» **Required work**:
Return each line of the records below that contains the string "field", matching case exactly.

***** Given entries *****

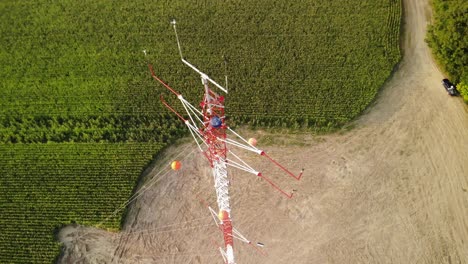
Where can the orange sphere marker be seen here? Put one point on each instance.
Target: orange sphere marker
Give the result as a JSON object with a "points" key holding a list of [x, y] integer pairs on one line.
{"points": [[175, 165]]}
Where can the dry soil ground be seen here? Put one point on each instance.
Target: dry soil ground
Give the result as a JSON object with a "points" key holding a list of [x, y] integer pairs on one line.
{"points": [[392, 190]]}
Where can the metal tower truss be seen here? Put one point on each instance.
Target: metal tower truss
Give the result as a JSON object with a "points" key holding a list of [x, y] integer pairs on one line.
{"points": [[208, 128]]}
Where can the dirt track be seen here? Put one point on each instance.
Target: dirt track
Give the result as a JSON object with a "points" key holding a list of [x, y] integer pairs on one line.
{"points": [[392, 190]]}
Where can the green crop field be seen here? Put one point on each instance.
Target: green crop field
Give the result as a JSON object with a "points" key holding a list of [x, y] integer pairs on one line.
{"points": [[80, 116]]}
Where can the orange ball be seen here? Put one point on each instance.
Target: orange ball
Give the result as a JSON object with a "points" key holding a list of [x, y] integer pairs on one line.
{"points": [[175, 165], [252, 141]]}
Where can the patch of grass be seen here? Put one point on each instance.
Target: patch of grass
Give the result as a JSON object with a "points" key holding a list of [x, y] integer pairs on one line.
{"points": [[76, 90]]}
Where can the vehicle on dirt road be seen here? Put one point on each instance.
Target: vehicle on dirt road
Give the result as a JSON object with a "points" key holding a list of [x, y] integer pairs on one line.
{"points": [[451, 89]]}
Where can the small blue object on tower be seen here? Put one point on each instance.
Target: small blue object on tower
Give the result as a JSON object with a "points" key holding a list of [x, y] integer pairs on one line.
{"points": [[216, 122]]}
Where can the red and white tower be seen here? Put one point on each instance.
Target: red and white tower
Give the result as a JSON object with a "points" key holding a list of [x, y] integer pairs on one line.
{"points": [[208, 127]]}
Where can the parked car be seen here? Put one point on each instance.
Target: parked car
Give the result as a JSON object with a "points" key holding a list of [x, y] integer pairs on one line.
{"points": [[451, 89]]}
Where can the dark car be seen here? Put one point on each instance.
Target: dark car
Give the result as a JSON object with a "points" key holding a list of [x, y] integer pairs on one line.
{"points": [[451, 89]]}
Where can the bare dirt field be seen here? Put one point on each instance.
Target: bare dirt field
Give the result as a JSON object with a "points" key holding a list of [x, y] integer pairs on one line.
{"points": [[392, 190]]}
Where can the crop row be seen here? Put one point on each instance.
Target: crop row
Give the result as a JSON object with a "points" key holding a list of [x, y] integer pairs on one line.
{"points": [[44, 186]]}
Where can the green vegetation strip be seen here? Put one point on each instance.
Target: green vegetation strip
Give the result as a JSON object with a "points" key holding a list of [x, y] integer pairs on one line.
{"points": [[80, 115], [448, 38], [43, 186]]}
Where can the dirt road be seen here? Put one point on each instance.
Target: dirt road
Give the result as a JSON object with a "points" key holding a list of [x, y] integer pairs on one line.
{"points": [[392, 190]]}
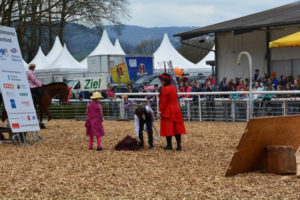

*****

» **Full output**:
Where can the green crop field be seen here? Put one point on each instance.
Target: green crop field
Where can the bare dirt field be seen here? Put one point on each instance.
Target: bare dirt field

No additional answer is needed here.